The decision



Upper Tribunal
(Immigration and Asylum Chamber) Appeal Number: UI-2024-000818
First-Tier Case Number: HU/52397/2023
LH/04618/2023


THE IMMIGRATION ACTS



Decision & Reasons Promulgated

On 21st May 2024

Before

DEPUTY UPPER TRIBUNAL JUDGE WOODCRAFT

Between

JEROME LUCAS KIVUMBI
(Anonymity order not made)
Appellant
and

ENTRY CLEARANCE OFFICER
Respondent

Representation:

For the Appellant: Mr Paul Coleman, Sponsor
For the Respondent: Ms A Ahmed, Home Office Presenting Officer


DECISION AND REASONS

Heard at Field House on 7 May 2024

The Appellant

1. The appellant is a citizen of Uganda born on 20 September 2013. He appeals against a decision of Judge of the First-tier Tribunal Rothwell dated 23 October 2023 which dismissed his appeal against a decision of the respondent dated 6 September 2022. That decision in turn was to refuse the appellant’s application for entry clearance. The appellant wishes to join his mother and stepfather Mr Paul Coleman (the joint sponsors) in the United Kingdom. The joint sponsors married in Uganda on 04/05/2018.

The Appellant’s Case

2. The appellant’s case is that he is presently staying with his maternal grandmother during school holidays but due to her age this arrangement cannot continue. During term time he attends a boarding school paid for by the joint sponsors. The appellant’s birth father Mr Hassan Kivumbi born 28/02/1987) who is a national of Uganda has abandoned him. The joint sponsors in the United Kingdom now have sole responsibility for him.

The Decision at First Instance

3. The respondent refused the application under Appendix FM section E-ECP because the appellant did not meet the eligibility relationship requirements. The respondent did not accept that the appellant’s mother had sole responsibility for the appellant. There were no serious or compelling circumstances such that the application should be allowed within the rules or outside them under article 8 (right to respect for private family life).

4. Judge Rothwell upheld this as she did not accept that the appellant’s father had abandoned the appellant. She did not accept that the appellant was no longer living with his father, see [30] of the determination. She based her views partly on the statutory declaration made by the appellant’s mother and father to the effect that the appellant would live with the father.

Stored data.
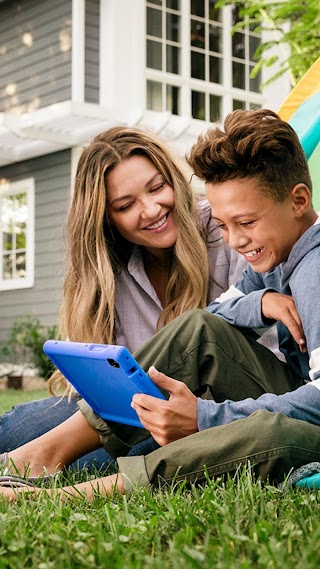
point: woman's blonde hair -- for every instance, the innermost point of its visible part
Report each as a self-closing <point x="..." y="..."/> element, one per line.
<point x="96" y="251"/>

To do.
1. List every person the tribunal decision names, in the order they first appear.
2. Go on with the tribunal decision from the end of its paragraph 4, starting a new numbered paragraph.

Answers to the exercise.
1.
Deputy Upper Tribunal Judge Woodcraft
Jerome Lucas Kivumbi
Mr Paul Coleman
Ms A Ahmed
Judge Rothwell
Mr Hassan Kivumbi

2.
5. At [37] the judge summarised the appellant’s circumstances in Uganda:

… in Uganda the appellant has close family members around him to support him, which includes his father, his maternal grandmother, and his maternal uncle. The plan was that he would live with his father, and on the evidence before me I have found that he remains living with his father during the school holidays. He is doing well at school, and there is no evidence of any emotional and mental health issues, although I accept that he would prefer not to be at boarding school and would like to live with the sponsor. He is in regular contact with the sponsor, his stepfather, and half-brother, and they visit Uganda when they can.

The Onward Appeal

6. The appellant appealed against this decision largely repeating the appellant’s case before the First-tier. The grounds argued that the appellant’s mother had sole responsibility for the appellant, that his mental health was being affected by the fact that he had no parent around him and his grandmother’s health was frail. It was in the appellant’s best interests that he be granted entry clearance to the United Kingdom to live with the joint sponsors.

7. The First-tier refused permission to appeal finding that the grounds amounted to no more than a disagreement with Judge Rothwell’s decision. The appellant renewed his application for permission to appeal to the Upper Tribunal where Deputy Upper Tribunal Judge Skinner granted permission to appeal. Judge Skinner agreed that the appellant’s grounds were merely an attempt to reargue the case. However he granted permission to appeal on the grounds that the Judge had not complied with the duty imposed by section 55 of the Borders, Citizenship and Immigration Act 2009 as she had failed to assess what was in the Appellant’s best interests.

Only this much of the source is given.